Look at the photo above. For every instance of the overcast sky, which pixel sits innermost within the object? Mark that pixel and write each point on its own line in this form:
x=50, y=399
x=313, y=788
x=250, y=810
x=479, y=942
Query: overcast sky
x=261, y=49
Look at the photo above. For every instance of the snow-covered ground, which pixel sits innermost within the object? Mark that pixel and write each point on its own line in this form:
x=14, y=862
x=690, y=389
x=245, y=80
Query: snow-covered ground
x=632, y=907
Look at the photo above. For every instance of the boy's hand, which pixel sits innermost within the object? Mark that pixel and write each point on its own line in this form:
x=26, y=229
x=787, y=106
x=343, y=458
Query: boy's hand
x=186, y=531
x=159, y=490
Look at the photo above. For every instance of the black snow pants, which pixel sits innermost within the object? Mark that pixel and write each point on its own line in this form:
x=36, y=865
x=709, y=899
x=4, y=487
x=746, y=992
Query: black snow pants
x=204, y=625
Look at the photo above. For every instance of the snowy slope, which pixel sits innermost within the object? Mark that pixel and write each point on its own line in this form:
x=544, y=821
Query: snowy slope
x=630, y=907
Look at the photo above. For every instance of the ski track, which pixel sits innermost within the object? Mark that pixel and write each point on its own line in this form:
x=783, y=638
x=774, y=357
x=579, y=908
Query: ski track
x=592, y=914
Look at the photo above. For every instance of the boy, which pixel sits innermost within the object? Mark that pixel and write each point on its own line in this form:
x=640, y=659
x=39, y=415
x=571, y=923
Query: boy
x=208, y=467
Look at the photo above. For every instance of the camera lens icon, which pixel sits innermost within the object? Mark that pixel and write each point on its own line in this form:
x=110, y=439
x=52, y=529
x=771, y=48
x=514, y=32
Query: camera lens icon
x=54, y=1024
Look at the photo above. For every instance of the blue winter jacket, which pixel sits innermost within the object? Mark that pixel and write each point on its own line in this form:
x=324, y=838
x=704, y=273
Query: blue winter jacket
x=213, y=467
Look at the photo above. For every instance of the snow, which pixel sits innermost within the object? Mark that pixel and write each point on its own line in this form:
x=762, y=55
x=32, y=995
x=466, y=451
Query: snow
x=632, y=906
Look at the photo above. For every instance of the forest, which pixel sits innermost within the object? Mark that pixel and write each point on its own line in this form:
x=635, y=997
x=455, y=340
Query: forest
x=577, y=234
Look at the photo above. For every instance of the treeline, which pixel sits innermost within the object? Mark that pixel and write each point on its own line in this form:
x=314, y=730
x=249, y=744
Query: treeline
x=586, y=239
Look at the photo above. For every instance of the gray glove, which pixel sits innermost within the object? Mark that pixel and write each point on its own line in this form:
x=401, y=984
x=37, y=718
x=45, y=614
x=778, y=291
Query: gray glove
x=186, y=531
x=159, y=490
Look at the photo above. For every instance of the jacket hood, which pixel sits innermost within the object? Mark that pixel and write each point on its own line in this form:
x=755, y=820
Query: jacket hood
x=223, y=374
□ □ □ □ □
▶ **Stated exercise**: Write out every one of the lines above verbatim, from first to last, with no changes.

▶ **Expected answer**:
Look at the photo above. For every instance of the overcast sky, which pixel sits innermost within the object? Mark that pixel and write each point on its own line in this form:
x=50, y=399
x=313, y=788
x=250, y=810
x=479, y=942
Query: overcast sky
x=261, y=49
Look at the photo above. For every instance of the snow-covered ground, which pixel sits innermost within the object? Mark that pixel and write each point on its own line in this form:
x=14, y=862
x=690, y=389
x=245, y=80
Query: snow-covered ground
x=632, y=907
Look at the photo above. For every instance of the boy's hand, which pixel sits innermost within the object? Mark that pixel and write each point on its own line in this form:
x=26, y=229
x=787, y=106
x=343, y=458
Query: boy's hand
x=186, y=531
x=159, y=490
Look at the photo above. For every instance of the black snow pants, which pixel sits innermost within the object? Mark that pixel and write each point on its own line in this form:
x=36, y=865
x=709, y=899
x=4, y=487
x=746, y=992
Query: black snow pants
x=204, y=625
Look at the photo above. For every instance of the snowy slope, which pixel sits innermost within the object? Mark that pixel and write each point on its own line in this form:
x=544, y=821
Query: snowy slope
x=630, y=907
Look at the photo above. For every instance of the ski track, which pixel sits innermost within the object? Mark that pixel and write each point on its own line in this form:
x=783, y=638
x=774, y=357
x=579, y=908
Query: ski track
x=592, y=914
Look at the photo above. For every instance of the boy, which pixel sits innermost within the object? Mark that pixel and write each point on its own line in this form:
x=640, y=659
x=39, y=415
x=571, y=923
Query: boy
x=208, y=467
Look at the photo above. For every instance of the camera lens icon, which pixel sits innermost within the object? Mark that pixel and write each point on its own line in this form:
x=110, y=439
x=52, y=529
x=771, y=48
x=514, y=32
Query: camera lens icon
x=54, y=1024
Look at the photo above. For every instance of the blue winter jacket, which pixel sits innermost within the object? Mark that pixel and write each point on its own line in this form:
x=324, y=838
x=704, y=273
Query: blue winter jacket
x=213, y=467
Look at the photo above. For every instance of the snow, which pixel sits innermost within the object? Mark that pixel and write each point on its own line in this form:
x=762, y=55
x=32, y=995
x=466, y=451
Query: snow
x=632, y=906
Look at the photo above. For every instance of the forest, which pixel sits innermost within the object? Mark that pixel and write each point on its own line in this form:
x=635, y=997
x=455, y=340
Query: forest
x=577, y=234
Look at the photo above. For every instance of the treeline, which pixel sits innermost within the object? Mark that pixel and write each point on its own line in this form:
x=314, y=730
x=249, y=744
Query: treeline
x=586, y=239
Look at the photo above. For every instance of the gray glove, which pixel sits innermost within the object? Mark that pixel and write each point on its own line in this form:
x=401, y=984
x=37, y=718
x=45, y=614
x=778, y=291
Query: gray glove
x=186, y=531
x=159, y=490
Look at the photo above. For every instance of the jacket hood, which pixel sits innermost within the object? Mark that pixel and write each point on its own line in this form:
x=755, y=820
Query: jacket hood
x=223, y=374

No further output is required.